- [Esercizi da svolgere]:
1) Nel testo sull'editing del genoma, chi ha celebrato l'Anno Internazionale della Salute delle Piante?
2) Riporta identico, dal testo sull'editing del genoma, il tratto che va da "Si sta quindi" fino a "strumenti della logica.".

- [Testo riportato]:
Le stesse tecniche di editing del genoma mediante CRISPR/CAS9 sollevano invece fiere opposizioni da parte di alcune organizzazioni della società civile quando sono applicate alle piante coltivate, anche se i benefici potenziali risultano evidenti, senza che siano emersi pericoli o danni potenziali per l’ambiente e per la salute umana. Difatti sono state già ottenute – e molte altre potrebbero essere ottenute in un futuro relativamente prossimo – molte varietà di piante coltivate (per es. di vite), che conservano inalterate le caratteristiche qualitative ed organolettiche dei loro prodotti (per es. il vino), ma che al contempo sono meno suscettibili a patogeni e parassiti, meglio adattate a condizioni ambientali sfavorevoli, meno dipendenti da apporti chimici ed energetici esterni. In altre parole, genome editing e CRISPR/CAS9 potrebbero mettere a disposizione degli agricoltori le varietà di cui servono per permettere la transizione verso la sostenibilità dei sistemi agroalimentari. E il rifiuto, seppure opposto da una minoranza della società, si è presto tradotto in una regolamentazione europea confusa e dilatoria, che per ora ha impedito di fatto l’adozione delle nuove varietà  già ottenute e ostacolato i progetti di ricerca che prevedono l’applicazione genome editing.

Non credo sia qui necessario ribadire l’urgenza di introdurre metodi sostenibili di protezione delle piante coltivate da avversità biotiche e abiotiche, esigenza sottolineata con forza anche dalla FAO attraverso la celebrazione dell’Anno Internazionale della Salute delle Piante (vedi anche qui). Per rimanere all’esempio della vite – ma sarebbe facile trovare esempi analoghi per altre colture – i metodi attuali di controllo delle fitopatie, anche di quelli ammessi ne sistemi di agricoltura biologica, come i prodotti a base di rame, stanno mostrando evidenti problemi di compatibilità ambientale (vedi per es. Cesco et al., 2019), rendendo sempre più pressante la necessita di sviluppo di tecniche alternative.

Si sta quindi ripetendo per l’editing del genoma quanto già accaduto per gli OGM: via libera per l’uso diretto umano a fini terapeutici (vedi per esempio insulina), opposizione per l’uso in agricoltura e conseguente bando dai nostri campi. Due pesi e due misure difficili da spiegare con gli strumenti della logica.

- [Dati estratti]:
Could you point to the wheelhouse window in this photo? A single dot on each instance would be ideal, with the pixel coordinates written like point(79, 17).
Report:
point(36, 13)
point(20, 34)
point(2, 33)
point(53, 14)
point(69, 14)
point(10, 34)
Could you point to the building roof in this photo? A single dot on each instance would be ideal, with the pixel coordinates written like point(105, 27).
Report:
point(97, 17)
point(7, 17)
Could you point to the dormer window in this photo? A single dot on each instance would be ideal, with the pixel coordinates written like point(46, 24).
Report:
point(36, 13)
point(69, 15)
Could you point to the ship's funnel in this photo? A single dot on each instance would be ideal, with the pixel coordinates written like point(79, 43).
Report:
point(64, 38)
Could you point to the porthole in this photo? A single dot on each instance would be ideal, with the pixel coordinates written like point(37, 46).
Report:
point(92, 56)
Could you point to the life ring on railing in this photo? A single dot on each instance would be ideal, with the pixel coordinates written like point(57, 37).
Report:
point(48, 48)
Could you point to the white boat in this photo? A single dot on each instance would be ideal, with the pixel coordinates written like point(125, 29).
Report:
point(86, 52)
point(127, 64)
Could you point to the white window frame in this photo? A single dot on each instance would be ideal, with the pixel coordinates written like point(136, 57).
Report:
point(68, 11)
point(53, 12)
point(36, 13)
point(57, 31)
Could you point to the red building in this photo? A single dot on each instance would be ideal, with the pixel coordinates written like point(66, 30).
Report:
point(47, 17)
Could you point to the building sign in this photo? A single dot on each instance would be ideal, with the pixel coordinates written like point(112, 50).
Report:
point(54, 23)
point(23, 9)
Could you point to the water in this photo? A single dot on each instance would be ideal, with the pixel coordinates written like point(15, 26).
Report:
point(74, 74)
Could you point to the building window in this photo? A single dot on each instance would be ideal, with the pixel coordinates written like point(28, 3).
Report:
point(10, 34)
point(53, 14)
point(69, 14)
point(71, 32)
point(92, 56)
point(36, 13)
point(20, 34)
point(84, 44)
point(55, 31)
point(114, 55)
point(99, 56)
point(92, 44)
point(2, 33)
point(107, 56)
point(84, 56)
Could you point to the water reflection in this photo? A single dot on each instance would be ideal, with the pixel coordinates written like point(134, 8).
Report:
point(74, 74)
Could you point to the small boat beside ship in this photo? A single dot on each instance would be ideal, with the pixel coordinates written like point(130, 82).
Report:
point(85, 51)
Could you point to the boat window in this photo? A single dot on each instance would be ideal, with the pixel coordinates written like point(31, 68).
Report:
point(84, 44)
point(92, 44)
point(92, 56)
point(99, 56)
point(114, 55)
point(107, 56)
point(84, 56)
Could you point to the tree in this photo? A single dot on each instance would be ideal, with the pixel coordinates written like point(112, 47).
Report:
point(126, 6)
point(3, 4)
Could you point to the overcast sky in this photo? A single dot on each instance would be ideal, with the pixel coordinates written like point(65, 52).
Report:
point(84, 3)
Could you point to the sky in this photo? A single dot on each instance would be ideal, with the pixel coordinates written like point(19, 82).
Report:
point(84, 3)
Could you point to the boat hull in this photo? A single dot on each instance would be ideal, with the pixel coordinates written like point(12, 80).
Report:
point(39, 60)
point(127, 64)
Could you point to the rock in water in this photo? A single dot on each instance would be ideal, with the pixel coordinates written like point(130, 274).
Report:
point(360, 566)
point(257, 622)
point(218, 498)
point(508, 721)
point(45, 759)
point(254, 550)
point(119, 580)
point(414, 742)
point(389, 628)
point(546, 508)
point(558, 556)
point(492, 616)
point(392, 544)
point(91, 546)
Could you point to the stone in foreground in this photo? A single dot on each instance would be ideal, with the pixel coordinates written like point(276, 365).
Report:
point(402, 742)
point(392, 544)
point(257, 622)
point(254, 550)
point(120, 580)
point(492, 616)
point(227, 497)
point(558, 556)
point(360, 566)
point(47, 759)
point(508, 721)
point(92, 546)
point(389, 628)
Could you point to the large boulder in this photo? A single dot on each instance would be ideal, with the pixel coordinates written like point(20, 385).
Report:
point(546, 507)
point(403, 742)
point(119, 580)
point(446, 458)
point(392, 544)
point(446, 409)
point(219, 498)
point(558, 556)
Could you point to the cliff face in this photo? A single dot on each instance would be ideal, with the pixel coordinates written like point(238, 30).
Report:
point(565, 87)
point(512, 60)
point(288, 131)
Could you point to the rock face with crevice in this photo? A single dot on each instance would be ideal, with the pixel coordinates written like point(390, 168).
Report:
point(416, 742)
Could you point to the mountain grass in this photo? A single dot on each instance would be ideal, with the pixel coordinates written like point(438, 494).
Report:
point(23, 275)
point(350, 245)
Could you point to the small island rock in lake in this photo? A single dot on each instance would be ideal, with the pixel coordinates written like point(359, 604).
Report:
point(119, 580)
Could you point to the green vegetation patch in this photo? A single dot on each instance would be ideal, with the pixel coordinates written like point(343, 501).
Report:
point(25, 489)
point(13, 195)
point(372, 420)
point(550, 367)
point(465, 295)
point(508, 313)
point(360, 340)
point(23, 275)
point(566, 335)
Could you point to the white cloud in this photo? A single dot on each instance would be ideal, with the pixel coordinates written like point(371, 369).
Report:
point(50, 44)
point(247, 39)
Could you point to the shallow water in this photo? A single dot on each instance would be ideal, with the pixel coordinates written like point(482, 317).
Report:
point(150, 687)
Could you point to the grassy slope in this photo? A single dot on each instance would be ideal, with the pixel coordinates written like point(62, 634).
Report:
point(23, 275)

- [Risposte numerate]:
1) La FAO.

2)
Si sta quindi ripetendo per l’editing del genoma quanto già accaduto per gli OGM: via libera per l’uso diretto umano a fini terapeutici (vedi per esempio insulina), opposizione per l’uso in agricoltura e conseguente bando dai nostri campi. Due pesi e due misure difficili da spiegare con gli strumenti della logica.